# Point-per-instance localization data
________________________________________

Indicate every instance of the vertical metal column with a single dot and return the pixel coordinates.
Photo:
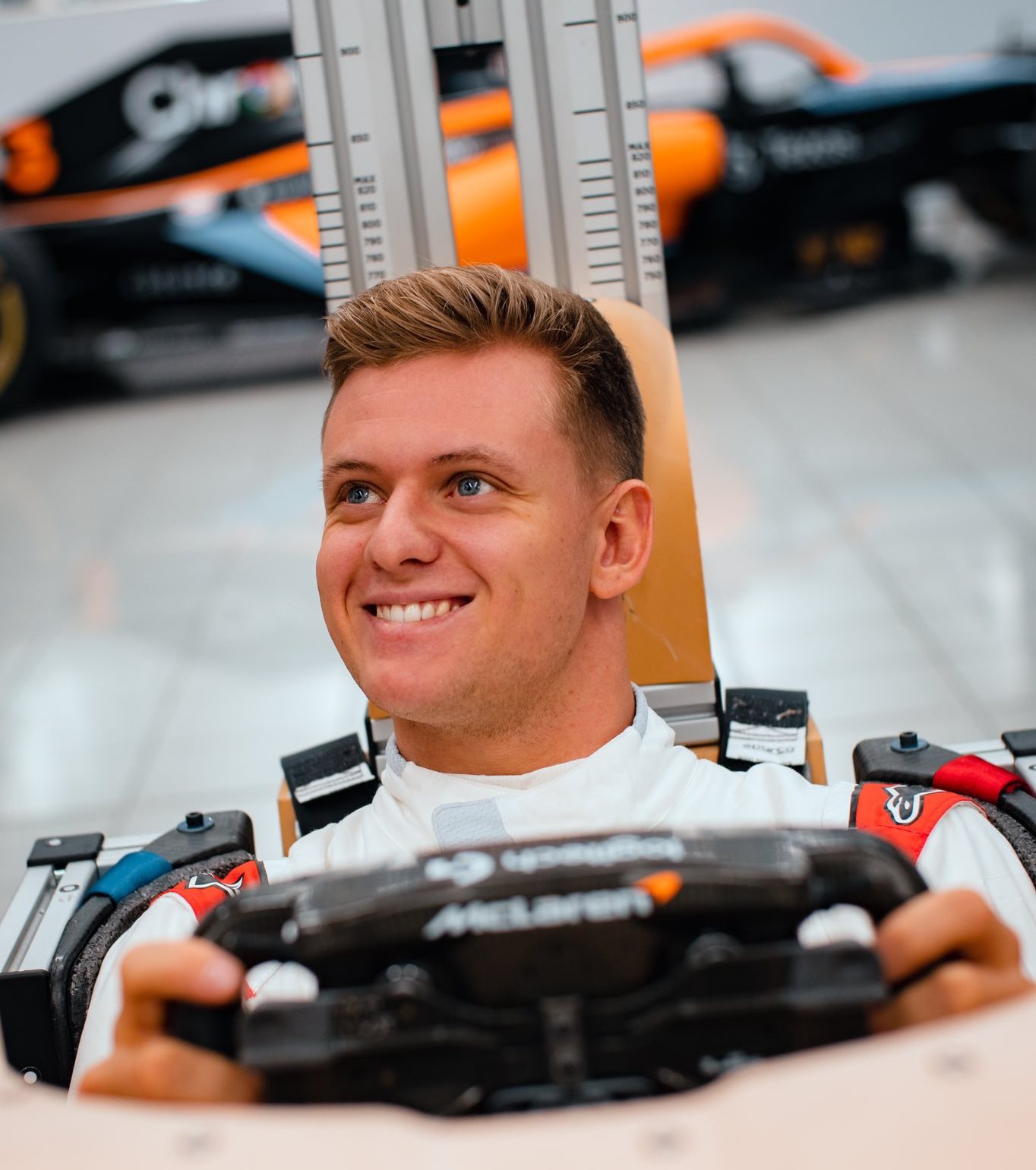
(580, 125)
(581, 132)
(371, 110)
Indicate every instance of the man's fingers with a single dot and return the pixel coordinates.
(934, 925)
(166, 1070)
(153, 974)
(949, 990)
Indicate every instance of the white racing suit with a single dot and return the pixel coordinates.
(637, 780)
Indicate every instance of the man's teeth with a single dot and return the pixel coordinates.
(416, 611)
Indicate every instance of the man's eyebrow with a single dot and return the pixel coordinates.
(485, 455)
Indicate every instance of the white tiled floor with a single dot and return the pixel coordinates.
(867, 495)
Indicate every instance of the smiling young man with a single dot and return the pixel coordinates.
(485, 514)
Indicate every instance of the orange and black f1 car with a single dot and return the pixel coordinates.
(169, 205)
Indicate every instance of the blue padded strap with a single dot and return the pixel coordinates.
(130, 873)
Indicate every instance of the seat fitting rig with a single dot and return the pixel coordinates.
(77, 896)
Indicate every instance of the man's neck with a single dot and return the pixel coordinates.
(568, 729)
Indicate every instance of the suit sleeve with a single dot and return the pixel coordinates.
(166, 920)
(172, 916)
(965, 851)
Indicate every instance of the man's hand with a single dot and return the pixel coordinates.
(978, 957)
(150, 1065)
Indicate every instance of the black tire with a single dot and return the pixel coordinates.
(26, 320)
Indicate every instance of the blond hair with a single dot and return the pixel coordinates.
(444, 310)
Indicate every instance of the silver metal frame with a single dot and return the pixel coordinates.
(580, 125)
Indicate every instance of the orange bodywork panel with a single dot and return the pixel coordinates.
(722, 32)
(297, 220)
(490, 112)
(689, 147)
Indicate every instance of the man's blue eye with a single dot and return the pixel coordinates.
(470, 485)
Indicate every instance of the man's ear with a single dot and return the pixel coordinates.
(626, 526)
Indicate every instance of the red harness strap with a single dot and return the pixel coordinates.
(903, 814)
(205, 890)
(975, 777)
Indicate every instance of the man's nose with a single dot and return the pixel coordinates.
(403, 535)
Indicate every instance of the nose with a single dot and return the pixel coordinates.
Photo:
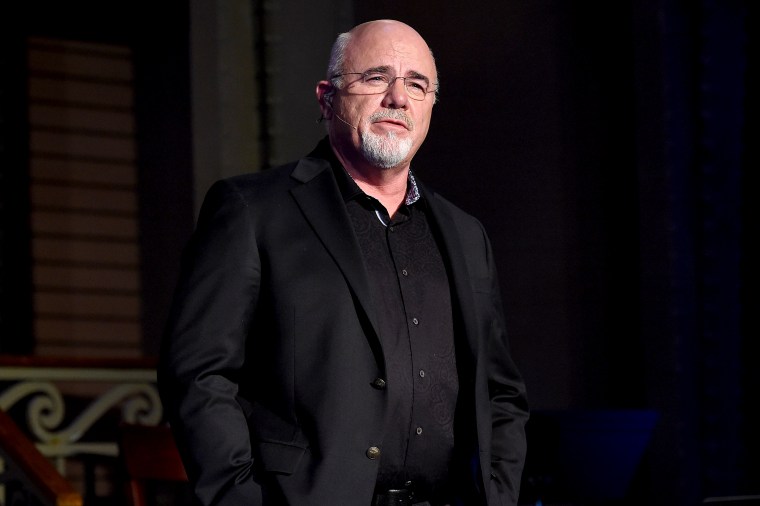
(396, 96)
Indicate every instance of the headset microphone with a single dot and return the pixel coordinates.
(346, 122)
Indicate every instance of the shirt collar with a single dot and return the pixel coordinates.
(349, 190)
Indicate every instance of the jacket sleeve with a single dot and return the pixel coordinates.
(509, 406)
(203, 351)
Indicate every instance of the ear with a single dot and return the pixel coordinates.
(325, 92)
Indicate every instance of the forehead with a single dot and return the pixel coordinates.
(401, 50)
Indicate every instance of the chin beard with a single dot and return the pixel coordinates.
(384, 151)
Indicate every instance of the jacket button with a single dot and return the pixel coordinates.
(373, 453)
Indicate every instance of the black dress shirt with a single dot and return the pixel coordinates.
(413, 307)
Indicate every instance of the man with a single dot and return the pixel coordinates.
(337, 336)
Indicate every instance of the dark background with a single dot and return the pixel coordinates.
(610, 149)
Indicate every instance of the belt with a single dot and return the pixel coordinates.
(397, 497)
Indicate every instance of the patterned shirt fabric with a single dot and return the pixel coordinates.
(412, 301)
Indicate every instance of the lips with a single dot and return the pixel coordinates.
(393, 117)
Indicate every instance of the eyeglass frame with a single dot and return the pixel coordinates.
(391, 81)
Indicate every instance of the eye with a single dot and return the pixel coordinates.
(375, 79)
(416, 84)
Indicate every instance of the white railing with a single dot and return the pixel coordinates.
(42, 387)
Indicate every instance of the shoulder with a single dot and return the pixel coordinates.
(441, 206)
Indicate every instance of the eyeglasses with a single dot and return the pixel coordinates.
(378, 82)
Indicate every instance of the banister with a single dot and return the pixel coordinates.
(38, 469)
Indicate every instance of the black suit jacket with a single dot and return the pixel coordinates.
(269, 364)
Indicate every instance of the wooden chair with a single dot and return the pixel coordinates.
(149, 454)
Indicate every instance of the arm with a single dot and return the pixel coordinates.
(204, 351)
(509, 406)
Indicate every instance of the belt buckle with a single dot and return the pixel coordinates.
(394, 497)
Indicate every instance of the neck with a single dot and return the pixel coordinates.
(388, 186)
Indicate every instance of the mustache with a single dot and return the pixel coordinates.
(396, 114)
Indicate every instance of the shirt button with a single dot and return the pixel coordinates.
(373, 453)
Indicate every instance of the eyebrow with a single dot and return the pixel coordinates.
(385, 69)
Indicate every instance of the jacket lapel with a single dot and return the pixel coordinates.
(455, 252)
(322, 205)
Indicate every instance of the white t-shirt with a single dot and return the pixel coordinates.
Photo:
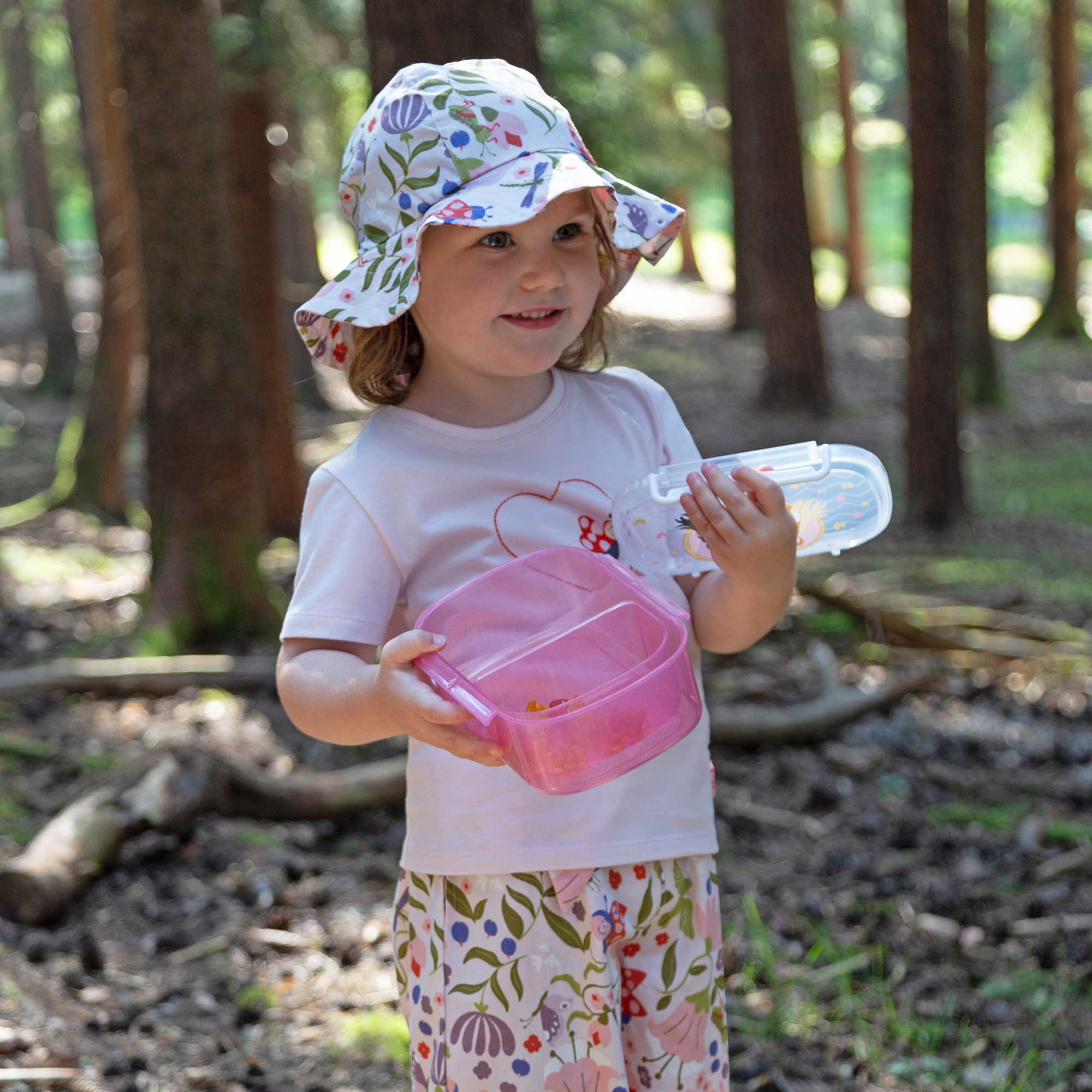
(414, 508)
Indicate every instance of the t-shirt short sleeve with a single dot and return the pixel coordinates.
(348, 584)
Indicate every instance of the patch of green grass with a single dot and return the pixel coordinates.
(16, 822)
(868, 1007)
(382, 1036)
(256, 999)
(830, 622)
(257, 838)
(103, 763)
(1048, 484)
(992, 816)
(1066, 832)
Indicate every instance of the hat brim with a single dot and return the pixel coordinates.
(385, 279)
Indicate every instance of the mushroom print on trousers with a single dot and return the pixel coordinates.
(619, 987)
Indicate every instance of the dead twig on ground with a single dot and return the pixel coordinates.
(838, 705)
(159, 675)
(81, 841)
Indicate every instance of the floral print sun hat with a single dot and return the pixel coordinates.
(477, 144)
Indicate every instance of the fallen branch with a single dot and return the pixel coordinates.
(159, 675)
(740, 804)
(81, 841)
(838, 705)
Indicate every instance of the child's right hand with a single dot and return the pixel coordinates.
(407, 698)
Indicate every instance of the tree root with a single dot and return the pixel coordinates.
(82, 840)
(805, 722)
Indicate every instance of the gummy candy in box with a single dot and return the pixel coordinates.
(839, 495)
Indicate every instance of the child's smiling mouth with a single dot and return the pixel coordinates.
(536, 318)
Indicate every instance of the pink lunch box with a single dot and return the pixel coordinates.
(575, 666)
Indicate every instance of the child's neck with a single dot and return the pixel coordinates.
(477, 401)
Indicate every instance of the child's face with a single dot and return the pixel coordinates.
(507, 302)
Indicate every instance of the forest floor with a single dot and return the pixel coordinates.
(912, 919)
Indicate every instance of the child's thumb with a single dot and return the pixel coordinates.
(409, 647)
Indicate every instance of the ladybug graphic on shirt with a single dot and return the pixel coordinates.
(595, 539)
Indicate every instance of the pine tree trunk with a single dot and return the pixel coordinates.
(689, 271)
(977, 364)
(851, 165)
(401, 33)
(100, 472)
(256, 255)
(298, 258)
(49, 257)
(746, 176)
(15, 231)
(1061, 317)
(933, 455)
(204, 461)
(797, 369)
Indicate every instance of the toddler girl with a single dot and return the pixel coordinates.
(555, 943)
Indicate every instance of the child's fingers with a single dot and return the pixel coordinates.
(709, 516)
(768, 495)
(725, 503)
(465, 744)
(408, 647)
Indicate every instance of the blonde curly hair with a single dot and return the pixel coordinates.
(385, 361)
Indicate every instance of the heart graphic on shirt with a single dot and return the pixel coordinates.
(576, 514)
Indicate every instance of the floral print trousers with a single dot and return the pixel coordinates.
(618, 986)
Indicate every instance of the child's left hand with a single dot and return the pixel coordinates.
(744, 521)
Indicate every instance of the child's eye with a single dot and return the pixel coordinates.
(568, 232)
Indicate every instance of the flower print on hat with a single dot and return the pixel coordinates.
(474, 144)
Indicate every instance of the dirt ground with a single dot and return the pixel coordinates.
(908, 905)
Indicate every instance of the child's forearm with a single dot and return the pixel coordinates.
(730, 616)
(331, 696)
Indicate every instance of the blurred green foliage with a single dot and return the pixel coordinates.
(645, 81)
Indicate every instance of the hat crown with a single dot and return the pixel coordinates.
(436, 127)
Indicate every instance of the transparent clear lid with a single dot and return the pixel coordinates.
(839, 495)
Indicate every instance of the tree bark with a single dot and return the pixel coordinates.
(49, 256)
(797, 367)
(400, 34)
(746, 179)
(15, 232)
(204, 460)
(935, 485)
(1061, 317)
(851, 164)
(100, 472)
(298, 257)
(977, 364)
(256, 255)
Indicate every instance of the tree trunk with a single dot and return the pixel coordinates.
(746, 180)
(933, 455)
(15, 232)
(1061, 317)
(851, 164)
(977, 365)
(256, 255)
(49, 257)
(399, 33)
(298, 257)
(204, 460)
(100, 472)
(689, 271)
(797, 369)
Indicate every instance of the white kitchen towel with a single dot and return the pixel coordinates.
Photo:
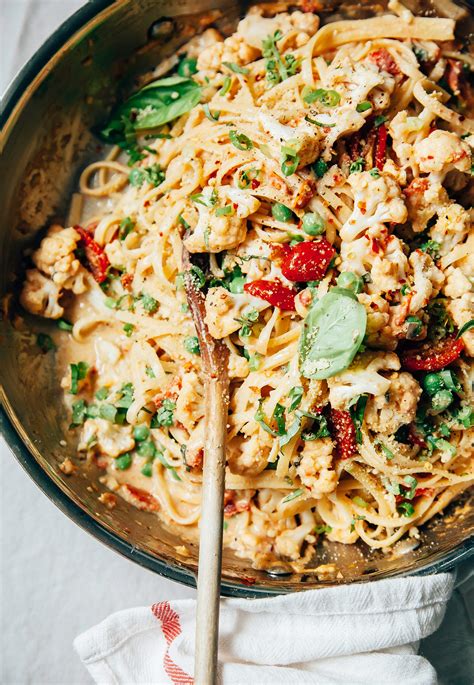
(366, 633)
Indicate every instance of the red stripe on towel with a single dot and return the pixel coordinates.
(171, 627)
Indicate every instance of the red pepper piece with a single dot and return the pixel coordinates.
(381, 147)
(432, 356)
(97, 260)
(308, 261)
(343, 433)
(384, 61)
(276, 293)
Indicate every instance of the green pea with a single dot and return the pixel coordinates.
(281, 212)
(141, 433)
(350, 281)
(313, 223)
(441, 400)
(124, 461)
(433, 383)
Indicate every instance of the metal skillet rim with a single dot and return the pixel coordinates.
(17, 446)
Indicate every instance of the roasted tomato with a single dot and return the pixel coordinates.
(274, 292)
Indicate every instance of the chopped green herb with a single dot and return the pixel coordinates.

________________________________________

# Exercise description
Start at the line containing "Indicate every instance of the green" and transcribe through the end of the entries. Please keep both ends and add nothing.

# Result below
Indicate every instance of the green pea with a single dot and return the pixel coordinates.
(281, 212)
(141, 433)
(350, 281)
(313, 223)
(441, 400)
(124, 461)
(433, 383)
Indicate every instance of the metal skillet rim with a single dot and return the pixel coordinates.
(17, 446)
Indicate every instance of the roasted tomato with a single dot and return the pixel coordinates.
(274, 292)
Indicate every instance of the chopped green herb with a single dot and return the pixel coordinates.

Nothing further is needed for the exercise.